STATED PROBLEM A
Format the entries as a numbered list, starting at their first line and ending at the line containing "[[407, 83], [5, 84]]", with both of those lines included. Skip blank lines and leave out the pictures.

PAGE TEXT
- - -

April 26, 2007

Lamu

After visiting the game parks, my father, aunt, uncle, cousin and I flew to Lamu island, one of several islands that form the Lamu archipelago off the northern coast of Kenya, near the Somalia border. It is actually so close – about 100 km away – that the people of Lamu can hear U.S. fighter planes on missions in and around Somalia and, I am told, it makes for an easy place to buy a cheap AK-47 once smuggled over the border from Somalia into Kenya. But none of this deterred us from exploring this quiet Swahili island where the only car, that of the police commissioner, currently sits without tires atop cinder blocks.

- - -

RECORDS PROVIDED
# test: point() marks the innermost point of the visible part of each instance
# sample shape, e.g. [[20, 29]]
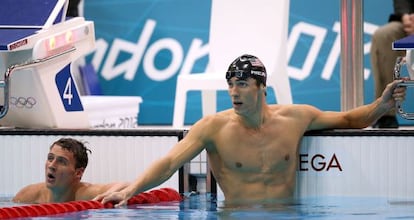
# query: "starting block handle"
[[407, 83], [5, 84]]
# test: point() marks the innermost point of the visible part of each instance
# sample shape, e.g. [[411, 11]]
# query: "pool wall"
[[331, 163], [360, 164]]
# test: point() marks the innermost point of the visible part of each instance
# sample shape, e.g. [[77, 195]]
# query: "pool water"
[[206, 206]]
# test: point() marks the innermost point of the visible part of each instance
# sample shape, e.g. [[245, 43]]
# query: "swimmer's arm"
[[162, 169], [362, 116]]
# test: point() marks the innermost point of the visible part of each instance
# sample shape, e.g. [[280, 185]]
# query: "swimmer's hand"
[[118, 199]]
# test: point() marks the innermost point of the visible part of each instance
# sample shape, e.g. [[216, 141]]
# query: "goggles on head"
[[243, 74]]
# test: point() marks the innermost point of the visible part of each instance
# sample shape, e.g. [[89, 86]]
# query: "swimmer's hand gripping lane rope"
[[153, 196], [401, 61]]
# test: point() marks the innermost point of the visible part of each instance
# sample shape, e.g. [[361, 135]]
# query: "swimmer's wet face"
[[244, 95], [60, 169], [246, 76]]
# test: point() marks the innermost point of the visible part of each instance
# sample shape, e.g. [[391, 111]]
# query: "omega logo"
[[318, 162]]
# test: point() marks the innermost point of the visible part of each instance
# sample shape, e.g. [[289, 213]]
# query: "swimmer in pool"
[[252, 148], [66, 162]]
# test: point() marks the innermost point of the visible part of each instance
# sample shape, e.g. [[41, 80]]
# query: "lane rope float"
[[150, 197]]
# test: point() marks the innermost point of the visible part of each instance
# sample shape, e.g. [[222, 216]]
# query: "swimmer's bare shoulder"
[[32, 193]]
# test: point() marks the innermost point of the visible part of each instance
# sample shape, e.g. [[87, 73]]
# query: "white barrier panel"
[[113, 158]]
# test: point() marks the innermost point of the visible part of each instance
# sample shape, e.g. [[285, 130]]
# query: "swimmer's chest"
[[258, 153]]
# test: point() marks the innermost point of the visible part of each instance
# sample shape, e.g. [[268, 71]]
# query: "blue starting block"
[[407, 62]]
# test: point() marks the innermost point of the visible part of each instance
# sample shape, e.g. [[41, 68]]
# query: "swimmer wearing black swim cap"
[[246, 66]]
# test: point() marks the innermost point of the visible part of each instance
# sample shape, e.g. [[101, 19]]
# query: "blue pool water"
[[204, 206]]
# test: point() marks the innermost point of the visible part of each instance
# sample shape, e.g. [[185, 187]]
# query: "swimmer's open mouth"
[[51, 176]]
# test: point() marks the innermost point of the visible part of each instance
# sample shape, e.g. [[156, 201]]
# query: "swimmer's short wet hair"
[[79, 150]]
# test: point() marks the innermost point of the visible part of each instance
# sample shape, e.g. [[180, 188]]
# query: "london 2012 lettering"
[[182, 62], [318, 162]]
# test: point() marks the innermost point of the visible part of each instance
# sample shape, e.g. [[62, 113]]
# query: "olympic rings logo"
[[22, 102]]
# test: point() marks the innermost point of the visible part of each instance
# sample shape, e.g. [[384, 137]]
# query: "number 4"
[[67, 93]]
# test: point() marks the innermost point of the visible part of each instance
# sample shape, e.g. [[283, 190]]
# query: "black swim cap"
[[246, 66]]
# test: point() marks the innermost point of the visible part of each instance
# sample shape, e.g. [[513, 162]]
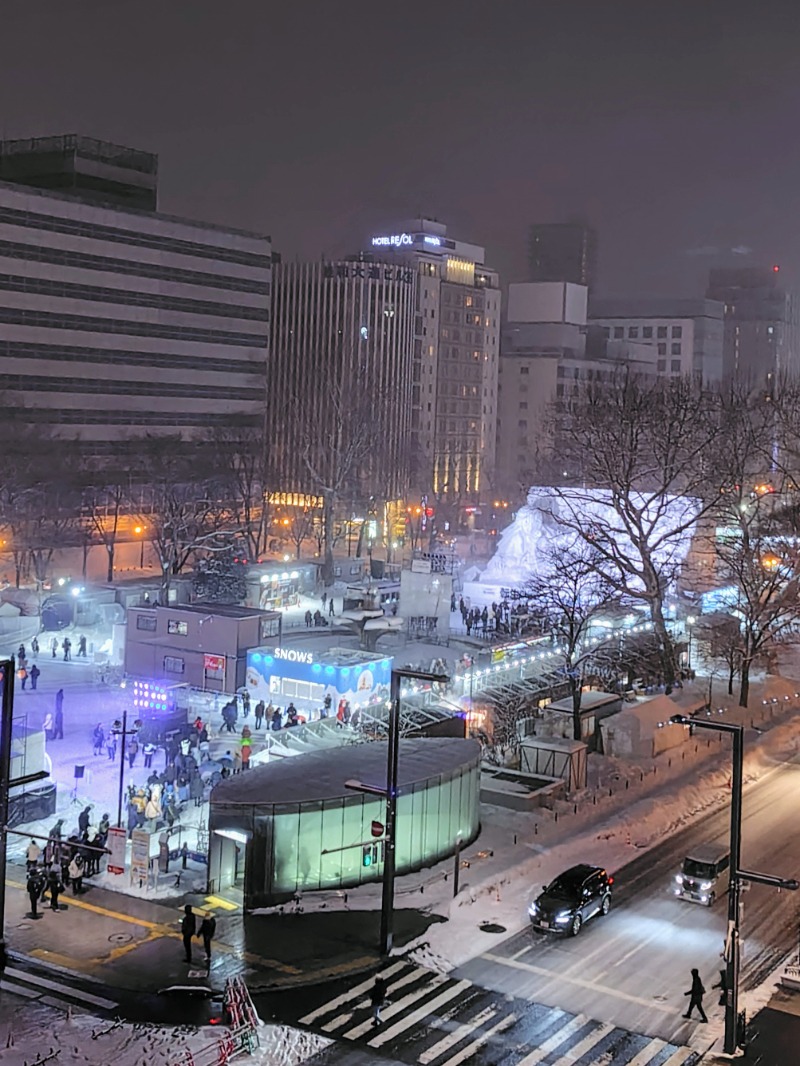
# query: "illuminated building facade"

- - -

STATED PROBLEM B
Resume the account of the Lamu trip, picking up after its last sentence.

RESULT A
1. # test: point() marks the innermost point of the visible part of each instance
2. # sample shape, e.g. [[20, 29]]
3. # query: "starting block handle"
4. [[407, 83], [5, 84]]

RESULT B
Our small propeller plane landed on Manda island on March 28th, where we were met by Omar, a Muslim Kenyan living in Lamu town. Omar piled our luggage onto an old wooden cart and pushed it a half kilometer down a dirt path to the water, where we boarded a boat that drove us along the calm channel between the islands and the Kenyan coast. Except for passing an occasional dhow, an old wooden Swahili boat with a single lateen sail, we saw almost no other boat traffic out on the water. And, except for a few parts of the island where a couple of resorts have sprung up, there is hardly any development on Lamu. Riding in the boat, we noticed only sand dunes popping up from the island’s interior, mangrove trees lining its channels and a few small villages, where the people work as dhow-makers and weavers, dotting its shoreline.

We arrived at our “hotel” at low tide and waded onto shore while the hotel staff carried our luggage back on top their heads. We walked across woven mat pathways to our open thatched bandas, entirely woven by the people in Kipungani, the nearby village. The weather was scorching hot and our bandas did not have air conditioning, so we spent a lot the time during our three days on Lamu in the water, whether showering, swimming, sailing on the hotel’s dhow, sea kayaking, snorkeling and, one of the highlights of the trip, swimming – yes, really swimming – so close I could have reached out and touched them – with bottle-nosed dolphins!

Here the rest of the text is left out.